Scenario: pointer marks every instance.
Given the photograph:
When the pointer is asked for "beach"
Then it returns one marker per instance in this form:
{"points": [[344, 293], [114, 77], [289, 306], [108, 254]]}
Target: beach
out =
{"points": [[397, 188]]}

══════════════════════════════

Transcribe the full listing exactly, leaving out no line.

Scenario: pointer marks every instance.
Given the photograph:
When the pointer is asked for "beach"
Then it returns one marker per instance in this form:
{"points": [[344, 293], [114, 77], [289, 306], [108, 254]]}
Target: beach
out =
{"points": [[397, 188]]}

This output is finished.